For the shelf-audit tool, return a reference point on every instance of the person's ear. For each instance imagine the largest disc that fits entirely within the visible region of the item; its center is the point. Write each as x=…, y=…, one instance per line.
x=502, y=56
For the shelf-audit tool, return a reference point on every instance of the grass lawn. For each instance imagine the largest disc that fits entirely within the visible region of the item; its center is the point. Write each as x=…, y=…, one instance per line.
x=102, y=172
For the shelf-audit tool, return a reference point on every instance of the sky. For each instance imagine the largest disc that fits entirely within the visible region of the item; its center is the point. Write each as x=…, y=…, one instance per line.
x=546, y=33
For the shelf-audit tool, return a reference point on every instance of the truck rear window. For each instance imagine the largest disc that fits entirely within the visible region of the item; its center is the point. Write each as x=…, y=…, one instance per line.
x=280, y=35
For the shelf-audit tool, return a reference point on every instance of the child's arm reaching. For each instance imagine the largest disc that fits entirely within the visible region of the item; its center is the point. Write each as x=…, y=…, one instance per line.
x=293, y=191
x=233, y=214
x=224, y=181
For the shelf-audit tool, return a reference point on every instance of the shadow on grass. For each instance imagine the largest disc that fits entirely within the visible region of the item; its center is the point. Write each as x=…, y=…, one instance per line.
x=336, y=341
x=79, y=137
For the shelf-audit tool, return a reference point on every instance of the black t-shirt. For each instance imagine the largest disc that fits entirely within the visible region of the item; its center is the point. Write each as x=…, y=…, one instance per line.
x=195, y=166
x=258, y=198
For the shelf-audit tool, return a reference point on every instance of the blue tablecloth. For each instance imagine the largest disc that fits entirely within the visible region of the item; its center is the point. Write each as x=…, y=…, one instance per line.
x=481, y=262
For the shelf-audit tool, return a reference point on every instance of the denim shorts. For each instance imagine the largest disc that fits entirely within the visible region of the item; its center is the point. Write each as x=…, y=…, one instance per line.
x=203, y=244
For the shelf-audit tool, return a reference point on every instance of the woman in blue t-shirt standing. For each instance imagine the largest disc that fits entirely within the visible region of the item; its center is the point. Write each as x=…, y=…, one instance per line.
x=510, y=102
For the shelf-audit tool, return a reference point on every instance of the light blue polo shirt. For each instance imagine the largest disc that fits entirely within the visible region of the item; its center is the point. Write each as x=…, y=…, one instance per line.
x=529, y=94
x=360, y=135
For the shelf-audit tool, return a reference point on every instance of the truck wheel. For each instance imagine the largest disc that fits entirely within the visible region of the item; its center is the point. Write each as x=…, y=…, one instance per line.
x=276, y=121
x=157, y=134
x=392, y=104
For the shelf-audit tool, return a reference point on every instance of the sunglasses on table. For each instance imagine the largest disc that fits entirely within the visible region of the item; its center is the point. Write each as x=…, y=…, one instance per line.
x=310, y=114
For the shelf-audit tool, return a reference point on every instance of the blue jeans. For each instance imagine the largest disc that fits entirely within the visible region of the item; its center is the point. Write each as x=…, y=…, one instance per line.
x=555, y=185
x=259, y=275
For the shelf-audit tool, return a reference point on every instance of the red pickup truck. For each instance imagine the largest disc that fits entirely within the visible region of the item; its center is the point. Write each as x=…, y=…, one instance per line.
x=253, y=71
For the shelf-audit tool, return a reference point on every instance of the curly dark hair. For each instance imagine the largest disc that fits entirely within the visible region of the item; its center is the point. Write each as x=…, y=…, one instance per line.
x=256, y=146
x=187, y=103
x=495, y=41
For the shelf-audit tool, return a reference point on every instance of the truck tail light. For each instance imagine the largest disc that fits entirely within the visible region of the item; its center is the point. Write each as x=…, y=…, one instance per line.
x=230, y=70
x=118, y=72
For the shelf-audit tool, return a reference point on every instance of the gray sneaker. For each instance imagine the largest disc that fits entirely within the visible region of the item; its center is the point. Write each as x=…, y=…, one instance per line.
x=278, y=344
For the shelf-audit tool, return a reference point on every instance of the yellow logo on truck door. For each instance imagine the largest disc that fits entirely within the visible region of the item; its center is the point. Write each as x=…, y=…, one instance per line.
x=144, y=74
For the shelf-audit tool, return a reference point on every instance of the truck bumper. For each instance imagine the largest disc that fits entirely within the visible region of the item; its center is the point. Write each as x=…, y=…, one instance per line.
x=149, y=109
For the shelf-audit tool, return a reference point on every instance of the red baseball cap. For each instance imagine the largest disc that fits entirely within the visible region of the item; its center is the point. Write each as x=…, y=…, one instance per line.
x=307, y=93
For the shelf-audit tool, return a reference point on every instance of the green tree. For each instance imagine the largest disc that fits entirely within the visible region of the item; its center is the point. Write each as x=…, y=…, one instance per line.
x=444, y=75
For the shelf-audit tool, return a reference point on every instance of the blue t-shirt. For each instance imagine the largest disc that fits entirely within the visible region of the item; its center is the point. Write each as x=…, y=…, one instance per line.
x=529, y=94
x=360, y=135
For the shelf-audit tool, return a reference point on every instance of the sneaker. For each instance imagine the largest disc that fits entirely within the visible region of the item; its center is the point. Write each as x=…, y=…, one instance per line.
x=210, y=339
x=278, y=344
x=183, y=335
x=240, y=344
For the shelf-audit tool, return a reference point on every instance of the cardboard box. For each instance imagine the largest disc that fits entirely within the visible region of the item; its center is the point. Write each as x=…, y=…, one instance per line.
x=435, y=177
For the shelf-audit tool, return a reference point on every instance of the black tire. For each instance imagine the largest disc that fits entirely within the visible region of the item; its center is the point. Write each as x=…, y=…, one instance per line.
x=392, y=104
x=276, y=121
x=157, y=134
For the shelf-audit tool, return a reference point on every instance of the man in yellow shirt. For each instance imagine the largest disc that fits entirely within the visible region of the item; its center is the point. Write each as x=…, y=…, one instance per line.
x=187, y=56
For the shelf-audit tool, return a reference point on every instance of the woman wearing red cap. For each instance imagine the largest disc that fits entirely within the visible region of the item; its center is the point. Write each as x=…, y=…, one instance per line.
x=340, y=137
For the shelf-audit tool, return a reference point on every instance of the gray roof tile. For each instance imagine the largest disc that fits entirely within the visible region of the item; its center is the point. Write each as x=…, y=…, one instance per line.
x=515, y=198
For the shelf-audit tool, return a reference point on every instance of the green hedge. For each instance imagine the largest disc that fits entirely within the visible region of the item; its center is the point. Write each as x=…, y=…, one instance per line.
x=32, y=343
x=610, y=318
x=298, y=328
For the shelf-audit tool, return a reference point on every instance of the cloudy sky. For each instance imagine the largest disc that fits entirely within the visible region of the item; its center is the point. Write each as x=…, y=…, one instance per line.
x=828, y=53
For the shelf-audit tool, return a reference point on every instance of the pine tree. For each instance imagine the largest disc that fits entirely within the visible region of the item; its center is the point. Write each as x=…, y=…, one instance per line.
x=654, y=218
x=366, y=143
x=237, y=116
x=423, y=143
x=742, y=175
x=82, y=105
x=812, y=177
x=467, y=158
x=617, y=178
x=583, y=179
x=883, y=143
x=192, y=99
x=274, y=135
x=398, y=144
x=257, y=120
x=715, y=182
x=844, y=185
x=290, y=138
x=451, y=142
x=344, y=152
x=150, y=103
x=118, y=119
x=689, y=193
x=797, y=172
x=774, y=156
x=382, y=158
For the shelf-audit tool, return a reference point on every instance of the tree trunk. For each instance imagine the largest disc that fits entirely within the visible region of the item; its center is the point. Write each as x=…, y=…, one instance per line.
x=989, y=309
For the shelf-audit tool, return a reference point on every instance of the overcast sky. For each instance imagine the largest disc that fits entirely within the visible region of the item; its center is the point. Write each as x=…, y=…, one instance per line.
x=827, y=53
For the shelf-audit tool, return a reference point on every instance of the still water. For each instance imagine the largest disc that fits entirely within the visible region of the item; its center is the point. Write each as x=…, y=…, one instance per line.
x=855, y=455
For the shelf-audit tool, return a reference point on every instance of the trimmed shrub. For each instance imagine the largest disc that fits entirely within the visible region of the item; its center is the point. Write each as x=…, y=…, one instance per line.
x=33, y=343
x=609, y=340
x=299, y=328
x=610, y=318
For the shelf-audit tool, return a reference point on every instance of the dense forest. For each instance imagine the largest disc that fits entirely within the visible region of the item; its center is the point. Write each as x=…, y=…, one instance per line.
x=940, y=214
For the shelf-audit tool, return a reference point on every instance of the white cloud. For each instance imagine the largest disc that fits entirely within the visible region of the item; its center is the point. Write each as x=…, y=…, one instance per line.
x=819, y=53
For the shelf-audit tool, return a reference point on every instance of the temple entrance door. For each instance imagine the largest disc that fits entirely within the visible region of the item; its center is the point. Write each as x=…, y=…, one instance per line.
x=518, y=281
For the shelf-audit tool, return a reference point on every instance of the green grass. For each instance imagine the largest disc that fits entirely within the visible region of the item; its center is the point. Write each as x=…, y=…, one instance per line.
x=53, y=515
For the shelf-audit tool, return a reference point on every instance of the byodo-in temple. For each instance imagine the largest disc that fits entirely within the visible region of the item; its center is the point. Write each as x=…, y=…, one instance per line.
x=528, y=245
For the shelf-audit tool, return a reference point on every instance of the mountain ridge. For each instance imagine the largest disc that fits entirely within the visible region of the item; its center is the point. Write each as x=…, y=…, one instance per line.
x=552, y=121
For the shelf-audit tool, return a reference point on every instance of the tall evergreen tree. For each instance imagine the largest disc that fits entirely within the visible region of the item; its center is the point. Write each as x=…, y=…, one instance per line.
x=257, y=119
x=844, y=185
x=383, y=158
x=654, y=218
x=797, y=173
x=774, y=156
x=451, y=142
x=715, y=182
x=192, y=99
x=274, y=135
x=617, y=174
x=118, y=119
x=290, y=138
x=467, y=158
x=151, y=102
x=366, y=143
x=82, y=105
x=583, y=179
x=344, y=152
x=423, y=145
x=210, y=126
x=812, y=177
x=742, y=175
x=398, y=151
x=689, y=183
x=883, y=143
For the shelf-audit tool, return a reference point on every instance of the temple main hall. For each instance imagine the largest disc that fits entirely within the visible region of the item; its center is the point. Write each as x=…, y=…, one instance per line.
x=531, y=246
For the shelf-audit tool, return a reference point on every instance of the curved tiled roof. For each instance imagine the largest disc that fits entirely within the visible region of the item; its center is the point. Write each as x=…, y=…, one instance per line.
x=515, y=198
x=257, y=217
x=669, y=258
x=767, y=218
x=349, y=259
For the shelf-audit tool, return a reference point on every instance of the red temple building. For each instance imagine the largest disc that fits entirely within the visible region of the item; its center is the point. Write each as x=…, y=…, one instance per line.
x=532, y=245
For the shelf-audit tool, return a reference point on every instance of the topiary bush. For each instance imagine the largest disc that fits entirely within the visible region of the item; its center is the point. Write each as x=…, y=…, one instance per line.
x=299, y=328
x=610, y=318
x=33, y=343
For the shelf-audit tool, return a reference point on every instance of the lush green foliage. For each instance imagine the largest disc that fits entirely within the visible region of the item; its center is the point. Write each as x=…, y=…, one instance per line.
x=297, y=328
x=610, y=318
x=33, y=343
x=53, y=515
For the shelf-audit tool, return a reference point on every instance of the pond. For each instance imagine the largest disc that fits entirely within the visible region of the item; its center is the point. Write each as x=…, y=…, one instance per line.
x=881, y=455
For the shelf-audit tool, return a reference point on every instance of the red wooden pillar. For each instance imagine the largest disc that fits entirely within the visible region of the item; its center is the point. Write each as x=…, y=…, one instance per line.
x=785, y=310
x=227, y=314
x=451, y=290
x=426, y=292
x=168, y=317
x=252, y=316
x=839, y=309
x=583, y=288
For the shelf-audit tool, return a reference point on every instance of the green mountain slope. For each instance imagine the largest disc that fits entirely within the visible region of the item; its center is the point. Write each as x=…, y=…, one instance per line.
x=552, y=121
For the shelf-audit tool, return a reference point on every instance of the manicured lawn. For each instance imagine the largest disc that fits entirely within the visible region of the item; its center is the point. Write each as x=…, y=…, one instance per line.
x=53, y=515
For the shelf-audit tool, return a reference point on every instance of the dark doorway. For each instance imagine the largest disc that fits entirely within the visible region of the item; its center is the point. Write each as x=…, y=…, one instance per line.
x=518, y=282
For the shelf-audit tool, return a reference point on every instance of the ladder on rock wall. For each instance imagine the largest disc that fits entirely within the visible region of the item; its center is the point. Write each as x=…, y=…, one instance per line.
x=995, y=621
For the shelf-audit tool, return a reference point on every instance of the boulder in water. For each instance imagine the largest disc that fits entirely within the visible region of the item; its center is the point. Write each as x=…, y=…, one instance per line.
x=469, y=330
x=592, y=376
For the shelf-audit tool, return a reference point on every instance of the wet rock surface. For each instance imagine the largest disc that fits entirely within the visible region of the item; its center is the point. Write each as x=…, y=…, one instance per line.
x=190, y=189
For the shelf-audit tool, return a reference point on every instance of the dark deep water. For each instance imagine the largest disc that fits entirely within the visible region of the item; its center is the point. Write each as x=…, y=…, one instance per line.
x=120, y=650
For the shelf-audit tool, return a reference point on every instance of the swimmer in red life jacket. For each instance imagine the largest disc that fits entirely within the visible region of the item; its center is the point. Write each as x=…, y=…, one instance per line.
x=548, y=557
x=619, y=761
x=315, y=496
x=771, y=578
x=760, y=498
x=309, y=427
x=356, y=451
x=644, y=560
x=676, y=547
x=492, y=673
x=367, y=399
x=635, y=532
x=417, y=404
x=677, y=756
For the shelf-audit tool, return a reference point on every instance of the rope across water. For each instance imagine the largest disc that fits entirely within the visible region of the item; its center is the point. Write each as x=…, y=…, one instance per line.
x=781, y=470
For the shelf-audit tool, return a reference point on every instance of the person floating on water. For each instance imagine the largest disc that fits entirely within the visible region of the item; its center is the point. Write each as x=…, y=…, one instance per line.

=== Problem description ===
Render the listing above as a numbered list, starting at the line that has "of the tree" and ending after the line that has "x=989, y=309". Leave out any blank lines.

=== In response ===
1. For the shelf-audit tool, return a reference point on every instance of the tree trunk. For each instance imagine the largest disc that fits entirely within the visible region of the item; its center is the point. Write each as x=…, y=…, one instance per line.
2. x=989, y=309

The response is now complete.